Goal
Can you copy the listing below word for word, starting at the line that contains "of the inspection" and continuing through its final line?

Entries

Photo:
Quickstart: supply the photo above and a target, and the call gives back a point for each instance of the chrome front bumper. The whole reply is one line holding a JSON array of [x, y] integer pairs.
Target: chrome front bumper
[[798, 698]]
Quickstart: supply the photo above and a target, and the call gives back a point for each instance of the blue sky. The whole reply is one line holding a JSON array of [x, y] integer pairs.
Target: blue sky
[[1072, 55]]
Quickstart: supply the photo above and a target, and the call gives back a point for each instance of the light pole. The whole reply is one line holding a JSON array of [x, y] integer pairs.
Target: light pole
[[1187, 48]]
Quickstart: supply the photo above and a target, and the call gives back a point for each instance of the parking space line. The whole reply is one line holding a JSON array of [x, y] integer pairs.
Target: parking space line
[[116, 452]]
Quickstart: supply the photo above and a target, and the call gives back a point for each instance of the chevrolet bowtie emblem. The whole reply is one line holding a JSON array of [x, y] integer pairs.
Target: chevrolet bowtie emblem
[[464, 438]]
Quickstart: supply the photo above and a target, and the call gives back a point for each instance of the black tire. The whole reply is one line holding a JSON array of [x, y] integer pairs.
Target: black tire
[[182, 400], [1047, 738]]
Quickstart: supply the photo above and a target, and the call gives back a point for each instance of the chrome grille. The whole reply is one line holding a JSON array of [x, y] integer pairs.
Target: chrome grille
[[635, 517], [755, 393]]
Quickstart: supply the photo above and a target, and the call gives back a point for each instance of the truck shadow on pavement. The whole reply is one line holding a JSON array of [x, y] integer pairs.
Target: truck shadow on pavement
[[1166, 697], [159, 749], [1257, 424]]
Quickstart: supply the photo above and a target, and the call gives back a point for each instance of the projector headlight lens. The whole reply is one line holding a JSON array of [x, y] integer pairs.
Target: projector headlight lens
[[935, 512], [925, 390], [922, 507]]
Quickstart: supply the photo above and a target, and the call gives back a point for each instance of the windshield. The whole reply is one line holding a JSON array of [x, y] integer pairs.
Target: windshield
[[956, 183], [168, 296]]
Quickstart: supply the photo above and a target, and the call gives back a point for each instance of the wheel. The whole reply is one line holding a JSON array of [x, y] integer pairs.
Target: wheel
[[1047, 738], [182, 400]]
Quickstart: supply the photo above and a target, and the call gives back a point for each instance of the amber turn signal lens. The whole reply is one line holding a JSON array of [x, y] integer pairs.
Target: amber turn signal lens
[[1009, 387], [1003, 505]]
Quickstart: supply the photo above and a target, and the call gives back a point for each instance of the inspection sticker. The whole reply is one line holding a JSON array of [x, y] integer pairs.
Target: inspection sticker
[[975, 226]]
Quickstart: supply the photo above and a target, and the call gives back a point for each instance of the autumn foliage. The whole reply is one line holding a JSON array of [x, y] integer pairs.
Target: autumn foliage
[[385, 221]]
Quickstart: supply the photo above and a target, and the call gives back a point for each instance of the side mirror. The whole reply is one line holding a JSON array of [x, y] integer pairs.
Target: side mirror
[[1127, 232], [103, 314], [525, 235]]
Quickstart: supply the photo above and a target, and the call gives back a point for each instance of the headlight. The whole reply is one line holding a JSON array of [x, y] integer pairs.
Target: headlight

Written response
Quickstart: supply the photo above and a target, and the call gives back a point for each instance of the inspection sticker. The whole reply is one line holding a JSON array of [x, y] integer pairs.
Target: inspection sticker
[[975, 226]]
Quickstart: supply the photo above and a target, and the call gives back a point for each instance of the autumn foliage. The whole reply is one line holding a JSON array of [x, y] integer pairs.
Target: autumn foliage
[[385, 221]]
Quickstart: supply the photo above and a target, and the call gives back a point for each instance of the side mirror. The whole reply is one line holding a JSON array of [x, y] integer pairs.
Target: side mirror
[[1127, 232], [103, 314], [525, 235]]
Quickstart: supply the photo above and a target, and the call gives back a point for each instance of the headlight. The whole reply is one line holding a JSON array of [x, y] integer pairs.
Target: headlight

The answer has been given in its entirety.